Dataset extract below:
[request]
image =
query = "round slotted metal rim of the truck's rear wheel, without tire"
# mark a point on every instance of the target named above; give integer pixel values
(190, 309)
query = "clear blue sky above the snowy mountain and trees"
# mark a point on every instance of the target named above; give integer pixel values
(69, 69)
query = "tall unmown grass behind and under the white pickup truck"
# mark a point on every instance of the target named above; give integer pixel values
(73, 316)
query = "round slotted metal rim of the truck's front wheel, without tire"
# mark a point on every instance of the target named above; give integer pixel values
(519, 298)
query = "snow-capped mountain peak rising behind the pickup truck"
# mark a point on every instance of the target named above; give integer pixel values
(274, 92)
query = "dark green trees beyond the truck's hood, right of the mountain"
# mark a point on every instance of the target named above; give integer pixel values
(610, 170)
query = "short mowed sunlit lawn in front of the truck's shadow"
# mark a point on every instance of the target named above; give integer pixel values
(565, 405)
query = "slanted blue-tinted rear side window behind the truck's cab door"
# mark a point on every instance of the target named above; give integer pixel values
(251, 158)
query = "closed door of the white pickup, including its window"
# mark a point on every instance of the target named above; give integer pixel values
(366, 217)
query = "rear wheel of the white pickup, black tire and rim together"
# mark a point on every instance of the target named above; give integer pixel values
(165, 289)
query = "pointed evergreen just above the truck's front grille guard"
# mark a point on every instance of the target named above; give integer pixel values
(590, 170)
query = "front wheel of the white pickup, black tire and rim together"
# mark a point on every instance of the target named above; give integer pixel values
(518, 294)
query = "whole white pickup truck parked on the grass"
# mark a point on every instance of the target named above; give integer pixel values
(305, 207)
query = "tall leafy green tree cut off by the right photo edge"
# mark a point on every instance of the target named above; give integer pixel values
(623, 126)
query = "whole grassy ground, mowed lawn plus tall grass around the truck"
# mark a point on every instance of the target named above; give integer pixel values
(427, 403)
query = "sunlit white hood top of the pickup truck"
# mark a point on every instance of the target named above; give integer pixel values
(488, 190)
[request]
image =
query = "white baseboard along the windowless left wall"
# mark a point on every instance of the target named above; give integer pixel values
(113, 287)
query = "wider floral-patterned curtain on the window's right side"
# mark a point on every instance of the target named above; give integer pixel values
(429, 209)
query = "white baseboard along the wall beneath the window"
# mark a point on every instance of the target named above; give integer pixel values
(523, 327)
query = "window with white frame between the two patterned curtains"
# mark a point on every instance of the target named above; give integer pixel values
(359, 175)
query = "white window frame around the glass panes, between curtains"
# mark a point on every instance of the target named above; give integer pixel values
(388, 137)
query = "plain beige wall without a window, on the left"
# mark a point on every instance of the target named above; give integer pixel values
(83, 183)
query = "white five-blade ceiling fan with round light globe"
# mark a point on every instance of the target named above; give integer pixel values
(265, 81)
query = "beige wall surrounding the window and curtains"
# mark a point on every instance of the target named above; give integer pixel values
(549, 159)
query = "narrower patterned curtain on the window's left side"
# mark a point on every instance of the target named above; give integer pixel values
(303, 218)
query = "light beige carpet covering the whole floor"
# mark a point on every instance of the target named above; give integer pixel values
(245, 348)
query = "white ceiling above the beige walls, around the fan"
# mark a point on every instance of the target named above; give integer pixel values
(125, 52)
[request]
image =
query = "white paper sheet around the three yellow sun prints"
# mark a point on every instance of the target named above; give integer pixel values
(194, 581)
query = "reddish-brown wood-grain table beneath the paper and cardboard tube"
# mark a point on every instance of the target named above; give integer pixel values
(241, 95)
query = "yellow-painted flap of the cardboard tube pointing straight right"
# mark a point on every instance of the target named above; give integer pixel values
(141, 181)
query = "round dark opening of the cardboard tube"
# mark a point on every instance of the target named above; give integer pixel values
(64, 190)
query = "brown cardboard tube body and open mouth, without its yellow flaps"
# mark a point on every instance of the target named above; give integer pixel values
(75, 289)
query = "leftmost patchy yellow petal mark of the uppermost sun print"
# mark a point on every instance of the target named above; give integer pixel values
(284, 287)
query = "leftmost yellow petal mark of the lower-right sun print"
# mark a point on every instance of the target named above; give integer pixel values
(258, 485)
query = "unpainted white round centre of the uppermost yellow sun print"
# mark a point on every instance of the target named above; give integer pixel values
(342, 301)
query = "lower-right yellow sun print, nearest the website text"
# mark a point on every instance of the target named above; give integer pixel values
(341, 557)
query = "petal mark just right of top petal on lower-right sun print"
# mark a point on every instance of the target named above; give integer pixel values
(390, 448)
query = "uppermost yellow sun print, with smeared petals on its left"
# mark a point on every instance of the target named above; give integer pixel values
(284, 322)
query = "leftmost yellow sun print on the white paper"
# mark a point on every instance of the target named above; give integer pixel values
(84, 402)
End of Dataset extract.
Dataset extract below:
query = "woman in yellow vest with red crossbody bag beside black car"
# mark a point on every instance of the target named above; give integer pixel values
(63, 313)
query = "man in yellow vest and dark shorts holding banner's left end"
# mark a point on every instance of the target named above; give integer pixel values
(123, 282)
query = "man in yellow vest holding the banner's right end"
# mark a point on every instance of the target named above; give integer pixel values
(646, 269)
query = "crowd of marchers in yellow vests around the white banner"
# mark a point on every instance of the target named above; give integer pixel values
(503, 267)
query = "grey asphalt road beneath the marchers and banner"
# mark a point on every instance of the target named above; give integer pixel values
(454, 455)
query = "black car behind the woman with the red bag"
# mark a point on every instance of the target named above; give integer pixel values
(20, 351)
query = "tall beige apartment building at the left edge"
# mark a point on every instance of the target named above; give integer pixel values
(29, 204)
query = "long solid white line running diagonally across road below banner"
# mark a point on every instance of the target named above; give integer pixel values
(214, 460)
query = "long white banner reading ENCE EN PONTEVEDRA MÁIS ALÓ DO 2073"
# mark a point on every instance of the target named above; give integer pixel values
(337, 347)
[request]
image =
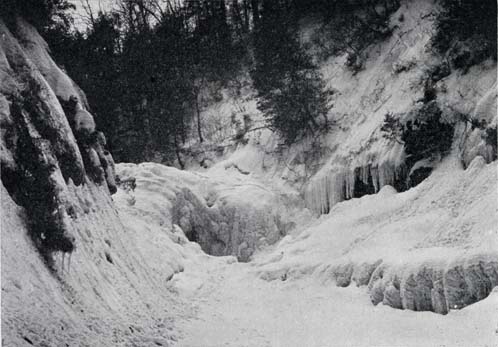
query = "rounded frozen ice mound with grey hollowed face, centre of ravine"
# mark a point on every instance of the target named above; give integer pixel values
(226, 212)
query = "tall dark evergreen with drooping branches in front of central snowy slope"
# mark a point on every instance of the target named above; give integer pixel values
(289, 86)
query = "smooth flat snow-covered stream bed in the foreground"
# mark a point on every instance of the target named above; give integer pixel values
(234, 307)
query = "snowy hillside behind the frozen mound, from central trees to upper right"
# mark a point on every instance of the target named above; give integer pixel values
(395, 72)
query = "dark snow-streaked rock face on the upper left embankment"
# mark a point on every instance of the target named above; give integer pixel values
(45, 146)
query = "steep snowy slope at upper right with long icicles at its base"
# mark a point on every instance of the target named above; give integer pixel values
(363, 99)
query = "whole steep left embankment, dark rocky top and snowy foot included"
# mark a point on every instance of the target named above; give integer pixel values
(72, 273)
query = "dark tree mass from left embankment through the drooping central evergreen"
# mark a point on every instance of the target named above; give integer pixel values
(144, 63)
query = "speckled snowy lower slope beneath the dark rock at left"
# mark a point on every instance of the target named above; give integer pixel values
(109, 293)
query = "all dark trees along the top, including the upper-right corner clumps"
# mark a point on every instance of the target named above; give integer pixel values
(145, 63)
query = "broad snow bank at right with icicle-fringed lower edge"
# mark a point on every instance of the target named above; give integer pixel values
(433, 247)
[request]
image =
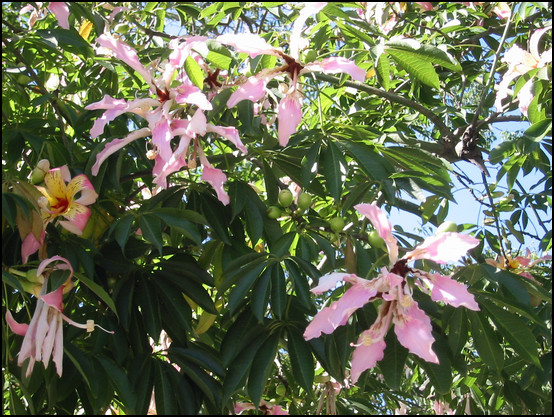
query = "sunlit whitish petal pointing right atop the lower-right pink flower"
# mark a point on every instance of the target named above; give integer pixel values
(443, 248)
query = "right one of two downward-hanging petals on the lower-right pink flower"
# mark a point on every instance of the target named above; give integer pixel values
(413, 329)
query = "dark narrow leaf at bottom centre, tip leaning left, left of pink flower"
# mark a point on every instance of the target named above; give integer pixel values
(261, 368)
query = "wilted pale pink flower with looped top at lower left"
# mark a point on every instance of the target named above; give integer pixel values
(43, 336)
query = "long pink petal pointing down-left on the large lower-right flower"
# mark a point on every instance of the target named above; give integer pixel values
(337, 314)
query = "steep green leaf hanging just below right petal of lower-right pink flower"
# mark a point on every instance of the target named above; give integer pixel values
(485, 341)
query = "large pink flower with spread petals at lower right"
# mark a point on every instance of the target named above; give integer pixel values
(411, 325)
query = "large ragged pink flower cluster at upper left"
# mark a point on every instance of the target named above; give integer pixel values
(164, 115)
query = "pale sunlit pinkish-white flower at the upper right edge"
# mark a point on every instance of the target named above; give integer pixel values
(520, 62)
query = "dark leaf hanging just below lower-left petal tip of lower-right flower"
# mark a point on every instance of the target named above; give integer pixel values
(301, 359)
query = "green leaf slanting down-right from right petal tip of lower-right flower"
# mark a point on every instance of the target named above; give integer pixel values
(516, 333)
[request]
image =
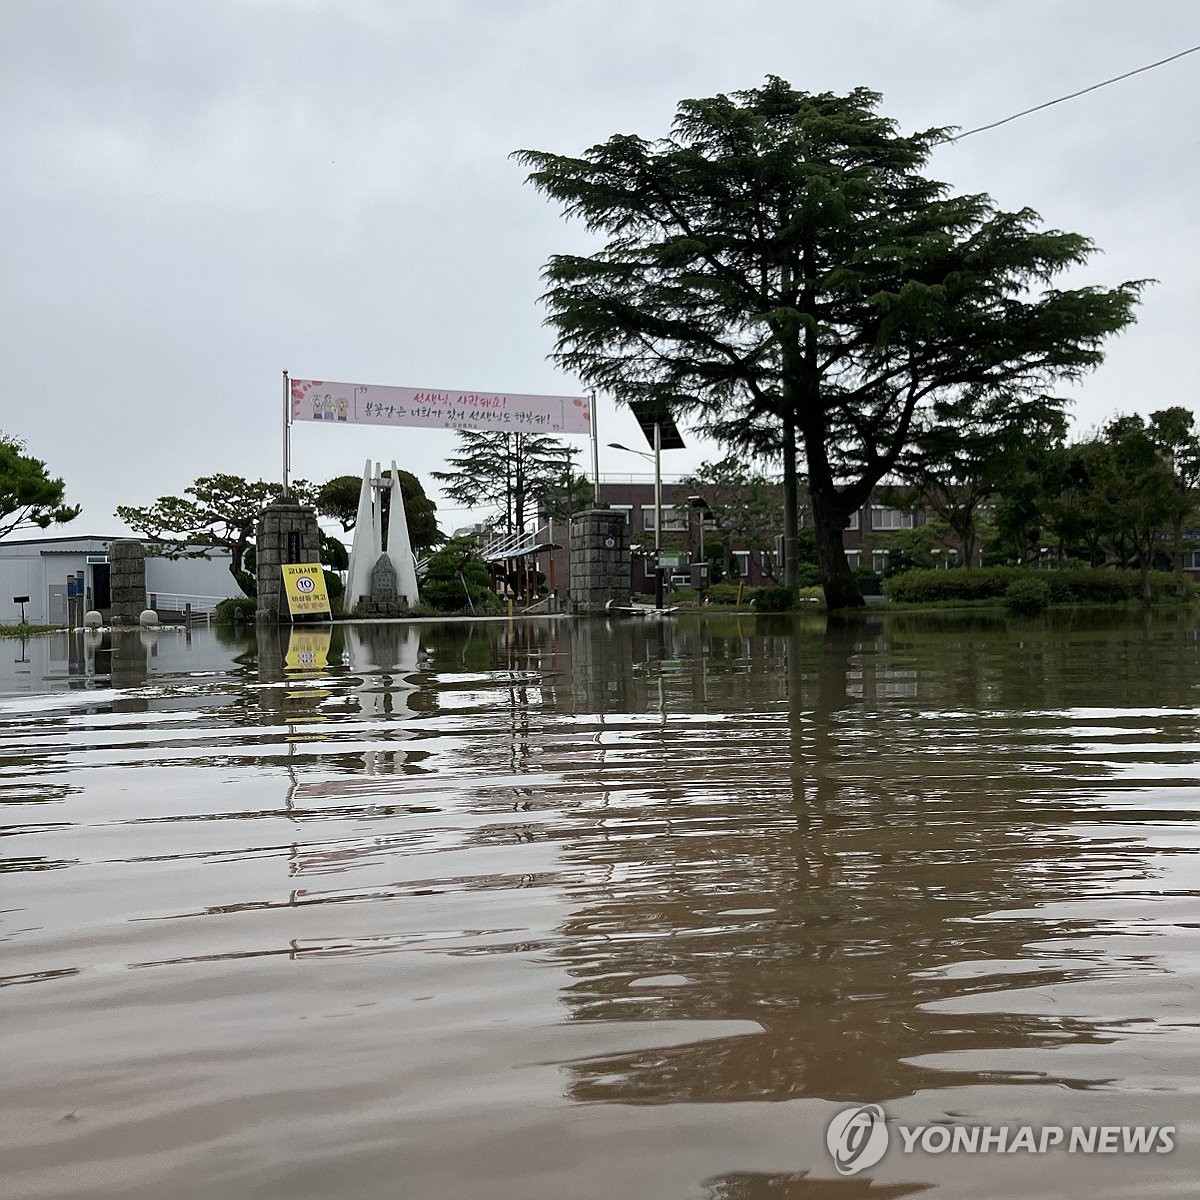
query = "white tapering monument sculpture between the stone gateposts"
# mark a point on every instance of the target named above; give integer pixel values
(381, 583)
End of Dataset extract.
Dataset extract below:
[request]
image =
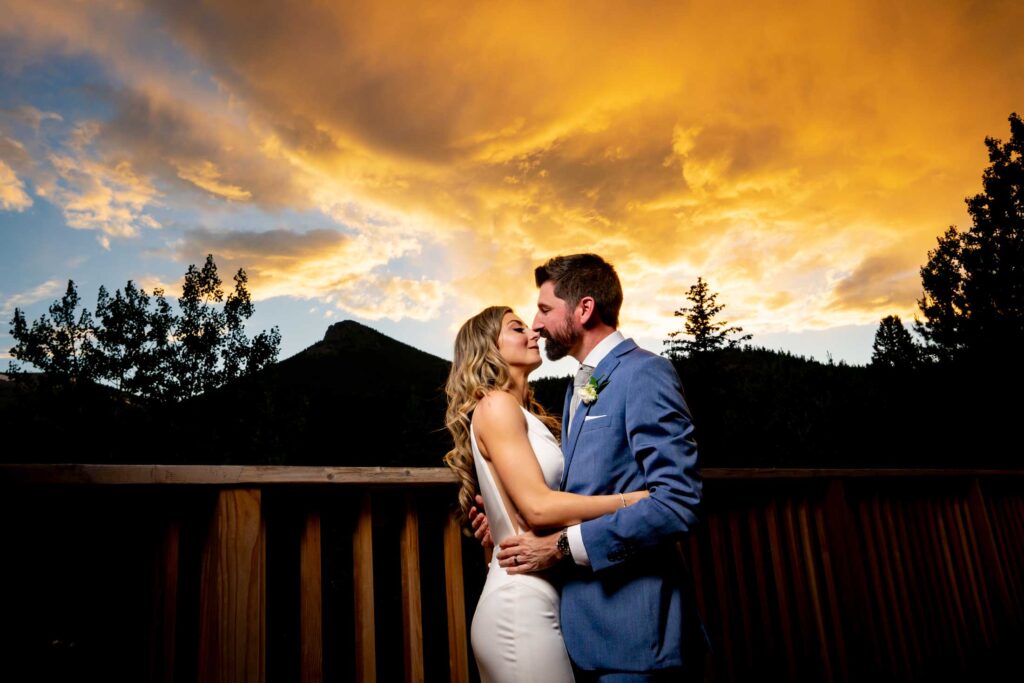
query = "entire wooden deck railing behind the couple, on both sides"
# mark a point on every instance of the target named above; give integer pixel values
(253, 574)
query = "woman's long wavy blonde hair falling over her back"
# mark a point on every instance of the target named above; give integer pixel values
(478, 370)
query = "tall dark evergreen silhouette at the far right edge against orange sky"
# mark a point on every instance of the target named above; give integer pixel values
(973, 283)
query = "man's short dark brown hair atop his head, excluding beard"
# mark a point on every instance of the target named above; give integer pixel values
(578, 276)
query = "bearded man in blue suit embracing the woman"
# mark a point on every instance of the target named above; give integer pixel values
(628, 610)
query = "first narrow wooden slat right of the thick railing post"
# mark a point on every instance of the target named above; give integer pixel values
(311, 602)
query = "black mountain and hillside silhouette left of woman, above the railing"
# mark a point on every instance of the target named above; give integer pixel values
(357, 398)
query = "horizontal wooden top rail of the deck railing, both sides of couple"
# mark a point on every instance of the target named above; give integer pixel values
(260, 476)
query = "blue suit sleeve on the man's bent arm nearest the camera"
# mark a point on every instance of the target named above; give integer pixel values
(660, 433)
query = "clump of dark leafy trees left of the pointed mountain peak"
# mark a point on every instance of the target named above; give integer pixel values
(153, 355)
End of Dataset extract.
**What you should do**
Where does the word "pickup" occur in the records? Return every line that holds it.

**Answer space**
query = "tall unmown grass behind and under the white pickup truck"
query = "snow-capped mountain peak rising behind the pickup truck"
query = "closed door of the white pickup, including its window"
query = "rear wheel of the white pickup, black tire and rim together"
query = "front wheel of the white pickup, black tire and rim together"
query = "whole white pickup truck parked on the grass"
query = "sunlit white hood top of the pickup truck"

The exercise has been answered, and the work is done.